begin Record set

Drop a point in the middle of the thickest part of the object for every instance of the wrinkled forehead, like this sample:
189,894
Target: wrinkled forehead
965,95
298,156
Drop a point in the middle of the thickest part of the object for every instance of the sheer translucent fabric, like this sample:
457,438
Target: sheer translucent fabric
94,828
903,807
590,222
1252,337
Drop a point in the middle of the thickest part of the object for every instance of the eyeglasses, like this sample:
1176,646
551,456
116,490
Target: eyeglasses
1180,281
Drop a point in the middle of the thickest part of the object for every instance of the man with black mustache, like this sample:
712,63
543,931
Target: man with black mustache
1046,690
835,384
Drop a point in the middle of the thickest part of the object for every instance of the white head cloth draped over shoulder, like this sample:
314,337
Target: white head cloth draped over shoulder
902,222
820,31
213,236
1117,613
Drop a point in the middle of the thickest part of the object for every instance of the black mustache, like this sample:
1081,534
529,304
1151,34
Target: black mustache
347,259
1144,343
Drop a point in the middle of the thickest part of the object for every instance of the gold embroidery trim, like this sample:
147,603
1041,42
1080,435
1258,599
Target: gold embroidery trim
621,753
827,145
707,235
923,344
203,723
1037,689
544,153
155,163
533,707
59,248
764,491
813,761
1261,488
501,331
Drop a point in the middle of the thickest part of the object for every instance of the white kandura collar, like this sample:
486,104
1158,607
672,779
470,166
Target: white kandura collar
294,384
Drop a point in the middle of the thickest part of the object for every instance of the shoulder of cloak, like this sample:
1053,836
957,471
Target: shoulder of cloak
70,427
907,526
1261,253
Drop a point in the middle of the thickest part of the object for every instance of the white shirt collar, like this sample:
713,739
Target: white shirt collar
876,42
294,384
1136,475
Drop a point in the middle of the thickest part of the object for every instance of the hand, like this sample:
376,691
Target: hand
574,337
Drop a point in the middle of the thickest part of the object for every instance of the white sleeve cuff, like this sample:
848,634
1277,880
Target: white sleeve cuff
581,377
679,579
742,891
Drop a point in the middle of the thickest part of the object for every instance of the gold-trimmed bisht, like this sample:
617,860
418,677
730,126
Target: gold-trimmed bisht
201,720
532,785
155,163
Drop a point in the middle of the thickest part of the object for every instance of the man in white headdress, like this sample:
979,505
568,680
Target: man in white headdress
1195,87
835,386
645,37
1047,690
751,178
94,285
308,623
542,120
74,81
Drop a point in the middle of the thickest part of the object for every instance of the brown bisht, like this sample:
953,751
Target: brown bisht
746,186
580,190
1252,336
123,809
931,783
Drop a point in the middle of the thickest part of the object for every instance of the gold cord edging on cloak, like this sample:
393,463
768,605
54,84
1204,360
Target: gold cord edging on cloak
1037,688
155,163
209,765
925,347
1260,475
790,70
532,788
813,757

end Record set

* **Written task**: Rewrite all of the items above, replacing "thickest part" with "widest part" wherever it occurs and keeping everything else the same.

* **Result of the task**:
Drop a point in the middle of the widest part of the object for every instance of the wrinkled forehead, like this sample:
189,894
Target: wrinkled forehead
965,95
298,156
Drop a point in the middle of the widest part of the object for every instance of the sheer translucent fabric, like this sample:
457,438
Target: sheer translucent fabric
94,828
903,807
590,222
1252,337
Drop a point in the middle of the widest part of the object for every instance of the eyeglasses, like this sample:
1176,646
551,456
116,490
Target: eyeglasses
1180,281
Drop a point in the middle of the widest part of the object for every instance of the man with black mustache, like this sample:
712,63
543,931
Target: man with black mustache
1046,690
835,384
Drop a point in the middle of the widest part of the object for every instance of the white head cloth draped over shoulder, like this sample:
314,337
Target: white head cloth draped over shoulder
902,222
820,31
213,236
1117,613
Drop a point in the middle of the widest part of the object for every instance of the black mustache, like this sample:
1081,534
529,304
1151,34
Target: black mustache
347,259
1144,343
Drop a point in the middle of the widest part of the object for every instance of the gold embroidery trim, like this sample:
147,603
1041,42
1080,435
1258,599
Target: gold embroidery trim
621,753
827,145
707,235
923,344
203,723
1037,689
544,153
155,163
533,707
59,248
764,491
813,761
1261,488
501,331
Drop a point in the middle of the widest part of the object for every instance of the white kandura collar, like this sample:
486,104
1158,607
672,779
470,166
Target: white kandura collar
294,384
Drop a point in the middle of the widest part of the object for every instance of the shoulder of cloak, like this sample:
1053,836
957,471
Target: shoulder of cloak
70,427
907,526
1261,253
Drop a point in the middle of the widest part of the object for every instance of the white shirt collar, like this sample:
713,739
Target: white shirt collar
876,42
294,384
1136,475
Drop a point in the middle of the widest part of the object for every instance of the hand, like this sample:
376,691
Target: hand
574,337
Drop a point in the middle of the widest part of the object for every instance of the white sleeve cuff, like this sample:
848,634
1277,880
Target: white sleeve cuff
581,377
679,579
742,891
Drop a point in the middle of the widest part of the object for every instance of the gold-trimmed bisht, like this sample:
617,860
418,677
730,126
Target: gold-trimmed bisht
201,720
532,785
155,163
Drop a point in the middle of the widest part of the object for every instance of the man in white headdress, like this sample:
979,505
568,680
Target: man in white headdress
1195,87
835,386
645,37
1047,690
751,178
94,285
308,623
542,120
74,81
Drop a point in the middle of the widest part of the object for every instance of the brown bisht, like this sample:
953,751
Target: brown bisht
746,186
580,190
1252,336
123,809
931,783
Drop a point in the middle of the widest part of the object for every instance of the gold cord edging on cloak, like this sample:
393,463
768,605
54,84
1204,360
Target: gold cord edging on cloak
1037,688
155,163
209,765
925,347
1260,475
790,70
532,788
813,757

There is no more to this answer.